What to produce >>
From the line containing "the chocolate chip carries" down to the last line of the records below, copy every line exactly. Leave out everything before it.
---
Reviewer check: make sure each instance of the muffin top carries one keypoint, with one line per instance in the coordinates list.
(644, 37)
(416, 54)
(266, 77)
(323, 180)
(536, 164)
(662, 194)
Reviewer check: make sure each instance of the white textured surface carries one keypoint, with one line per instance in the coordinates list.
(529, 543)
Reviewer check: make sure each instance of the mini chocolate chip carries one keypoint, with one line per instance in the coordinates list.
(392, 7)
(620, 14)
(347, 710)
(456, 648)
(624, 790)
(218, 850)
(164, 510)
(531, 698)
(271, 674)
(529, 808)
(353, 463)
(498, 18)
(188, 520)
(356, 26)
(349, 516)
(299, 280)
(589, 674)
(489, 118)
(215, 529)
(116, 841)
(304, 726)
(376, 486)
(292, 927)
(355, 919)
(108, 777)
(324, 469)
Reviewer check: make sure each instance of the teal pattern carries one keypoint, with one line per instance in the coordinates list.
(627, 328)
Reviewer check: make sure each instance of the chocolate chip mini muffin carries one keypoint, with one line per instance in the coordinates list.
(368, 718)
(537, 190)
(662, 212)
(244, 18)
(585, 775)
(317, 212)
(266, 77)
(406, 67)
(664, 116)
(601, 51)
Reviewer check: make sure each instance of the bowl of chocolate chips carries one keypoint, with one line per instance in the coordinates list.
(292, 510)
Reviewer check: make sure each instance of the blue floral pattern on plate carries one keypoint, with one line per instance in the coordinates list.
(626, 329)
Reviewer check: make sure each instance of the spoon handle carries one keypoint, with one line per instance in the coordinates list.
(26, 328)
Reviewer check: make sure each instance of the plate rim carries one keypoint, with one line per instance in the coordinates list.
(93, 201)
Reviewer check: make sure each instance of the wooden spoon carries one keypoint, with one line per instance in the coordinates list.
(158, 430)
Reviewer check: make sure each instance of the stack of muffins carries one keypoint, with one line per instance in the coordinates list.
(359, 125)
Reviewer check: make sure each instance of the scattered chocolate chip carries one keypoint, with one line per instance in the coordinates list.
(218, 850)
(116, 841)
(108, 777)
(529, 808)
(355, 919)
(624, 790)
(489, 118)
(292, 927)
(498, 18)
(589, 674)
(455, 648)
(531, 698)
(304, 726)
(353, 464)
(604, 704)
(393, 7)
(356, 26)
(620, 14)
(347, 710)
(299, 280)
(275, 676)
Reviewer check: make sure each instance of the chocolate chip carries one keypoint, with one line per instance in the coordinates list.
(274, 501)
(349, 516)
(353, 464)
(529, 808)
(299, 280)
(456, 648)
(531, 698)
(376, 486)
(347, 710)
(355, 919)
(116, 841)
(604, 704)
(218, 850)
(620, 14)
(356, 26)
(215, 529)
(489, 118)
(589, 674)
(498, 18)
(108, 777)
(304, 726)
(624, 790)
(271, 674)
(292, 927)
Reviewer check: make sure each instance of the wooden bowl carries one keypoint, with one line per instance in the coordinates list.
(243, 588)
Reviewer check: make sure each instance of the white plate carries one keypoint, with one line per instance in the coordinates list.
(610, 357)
---
Written response >>
Reviewer check: make sure each instance of the chocolate chip carries one keypoint, with one line per instance in the coordinates list.
(274, 501)
(349, 516)
(353, 464)
(529, 808)
(299, 280)
(456, 648)
(531, 698)
(376, 486)
(347, 710)
(355, 919)
(116, 841)
(604, 704)
(218, 850)
(620, 14)
(356, 26)
(215, 529)
(489, 118)
(589, 674)
(498, 18)
(108, 777)
(304, 726)
(624, 790)
(271, 674)
(292, 927)
Reviewer check: make sure each instance of the wooden bowl carries one keypoint, with one line per instance in the coordinates list.
(243, 588)
Reviewer check: make sure each instance of the white plate carries one keypoint, with one line per instance in the coordinates list.
(610, 357)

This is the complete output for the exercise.